Stored data:
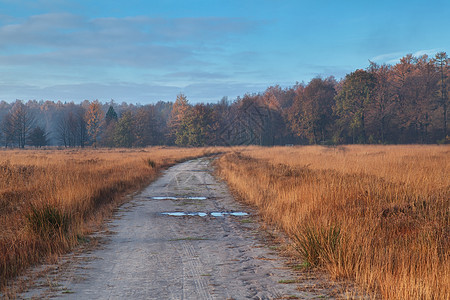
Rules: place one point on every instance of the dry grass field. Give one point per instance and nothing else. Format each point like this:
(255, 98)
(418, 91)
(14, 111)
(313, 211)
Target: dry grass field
(50, 199)
(378, 215)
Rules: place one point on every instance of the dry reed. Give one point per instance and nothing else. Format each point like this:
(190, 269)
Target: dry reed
(378, 215)
(50, 199)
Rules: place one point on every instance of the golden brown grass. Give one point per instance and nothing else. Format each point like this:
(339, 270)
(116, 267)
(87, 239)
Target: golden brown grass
(49, 199)
(378, 215)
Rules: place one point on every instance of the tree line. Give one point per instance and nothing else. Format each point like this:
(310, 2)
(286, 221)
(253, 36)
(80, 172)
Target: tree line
(402, 103)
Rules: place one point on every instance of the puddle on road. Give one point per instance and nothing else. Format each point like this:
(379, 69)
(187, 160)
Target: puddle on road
(178, 198)
(202, 214)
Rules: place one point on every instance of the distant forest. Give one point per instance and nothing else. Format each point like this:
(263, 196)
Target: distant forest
(383, 104)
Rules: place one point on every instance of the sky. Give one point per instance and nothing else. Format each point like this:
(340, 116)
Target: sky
(143, 51)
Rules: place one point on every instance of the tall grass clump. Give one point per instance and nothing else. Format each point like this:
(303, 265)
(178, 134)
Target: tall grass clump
(376, 215)
(49, 198)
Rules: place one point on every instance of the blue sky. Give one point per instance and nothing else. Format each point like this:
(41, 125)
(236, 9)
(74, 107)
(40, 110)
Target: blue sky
(145, 51)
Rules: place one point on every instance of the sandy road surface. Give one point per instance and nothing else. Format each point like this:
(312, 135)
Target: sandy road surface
(152, 255)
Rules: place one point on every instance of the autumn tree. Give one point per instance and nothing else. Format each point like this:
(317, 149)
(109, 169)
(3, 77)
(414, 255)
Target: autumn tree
(124, 133)
(352, 103)
(38, 137)
(22, 123)
(195, 128)
(7, 129)
(71, 127)
(109, 127)
(442, 65)
(382, 108)
(145, 126)
(94, 118)
(312, 113)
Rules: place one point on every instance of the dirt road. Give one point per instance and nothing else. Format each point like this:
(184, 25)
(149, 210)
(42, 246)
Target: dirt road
(183, 237)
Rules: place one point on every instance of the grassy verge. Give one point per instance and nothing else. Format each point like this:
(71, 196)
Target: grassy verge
(50, 199)
(376, 215)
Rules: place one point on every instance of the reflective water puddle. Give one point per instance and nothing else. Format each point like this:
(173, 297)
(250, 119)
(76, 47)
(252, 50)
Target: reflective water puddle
(202, 214)
(179, 198)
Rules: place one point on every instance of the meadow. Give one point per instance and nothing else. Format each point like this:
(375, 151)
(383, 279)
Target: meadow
(50, 200)
(375, 215)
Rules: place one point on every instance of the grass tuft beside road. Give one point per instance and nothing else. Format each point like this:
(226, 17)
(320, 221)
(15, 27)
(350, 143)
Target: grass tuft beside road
(377, 215)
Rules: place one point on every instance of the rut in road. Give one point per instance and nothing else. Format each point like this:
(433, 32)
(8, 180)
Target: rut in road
(198, 255)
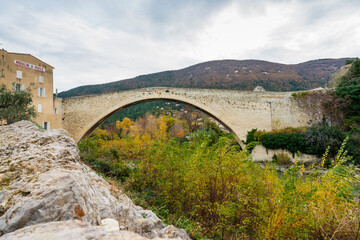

Assignment: Set down every entry exactly; omit the pictures.

Your solution:
Rules: place one point on every instance of the dry grass field. Give one point per instance and nothing else. Format each point like this:
(255, 98)
(418, 91)
(14, 111)
(313, 211)
Target: dry grass field
(50, 199)
(378, 215)
Rules: place one point on every instance of the dry reed. Give one point per instance and nothing else. Format each point like this:
(190, 269)
Target: dry reed
(378, 215)
(50, 199)
Rules: place one point on every instance of the golden brown grass. Give one point per instance and nothing else. Format each point like this:
(339, 270)
(116, 267)
(87, 239)
Target: golden brown grass
(49, 199)
(378, 215)
Rules: place one point on every instance of the tree line. Give one point per instance and nothing else. Format each point like this:
(310, 2)
(286, 221)
(253, 36)
(80, 172)
Target: tree line
(402, 103)
Rules: place one point on every instance of the puddle on road. Give one point per instance and nothing else. Format each point like this:
(379, 69)
(187, 160)
Target: puddle on road
(178, 198)
(202, 214)
Rules: place one point on every instance of the distant forest. Give one point per instance and nothing else. Format each point like this:
(263, 196)
Target: distant forest
(383, 104)
Rules: place one point on every instance of the sky. Give one point per instance and nothing else. Format each point like this:
(340, 116)
Target: sky
(143, 51)
Rules: place one point on every instance of the tall grass clump. Give one point per instance and nothing else. Format each point like this:
(303, 265)
(178, 134)
Target: tall grass clump
(376, 215)
(49, 198)
Rules: place one point on every instance of the blue sky. Give one point per instance and nothing else. Format each point like this:
(41, 125)
(236, 9)
(74, 107)
(40, 110)
Target: blue sky
(145, 51)
Rules: place one point on every instance of the sandy road surface. Give one point per instance and nothing else. Format each point like this:
(312, 135)
Target: sandy road surface
(152, 255)
Rules: place one point on every instance of the autumn tree. Give one point per instance and nothing else. Format each point like this:
(317, 149)
(109, 169)
(3, 77)
(414, 255)
Target: autumn tree
(124, 133)
(352, 103)
(38, 137)
(22, 123)
(195, 128)
(7, 129)
(71, 127)
(109, 127)
(442, 65)
(382, 108)
(145, 126)
(94, 118)
(312, 113)
Rules: place one point on every instance of the dirt road. Give one point per instance and nothing else. Format each point like this:
(184, 25)
(149, 210)
(42, 246)
Target: dirt road
(183, 237)
Rules: place one point on every instance of the grassy verge. Give one point per instance and nothing else. Format each point like this:
(71, 196)
Target: grassy verge
(50, 199)
(376, 215)
Rules: place one point on every instance of the reflective water puddle. Give one point per instance and nothing else. Format each point like this:
(173, 297)
(250, 119)
(76, 47)
(252, 50)
Target: reflective water puddle
(202, 214)
(179, 198)
Rules: place one point on every instance of the meadow. Give one point per instance and nothing else. Format each point like this:
(375, 151)
(383, 279)
Target: meadow
(50, 200)
(375, 215)
Rules: place one point on every instance of the grass tuft beside road. Give one point per instance and nothing else. Format each point like this:
(226, 17)
(320, 221)
(15, 27)
(350, 143)
Target: grass tuft beside road
(377, 215)
Rules: place one point on every instance of the rut in road. Give one point per instance and nothing else. Format each point like this:
(433, 32)
(8, 180)
Target: rut in road
(198, 255)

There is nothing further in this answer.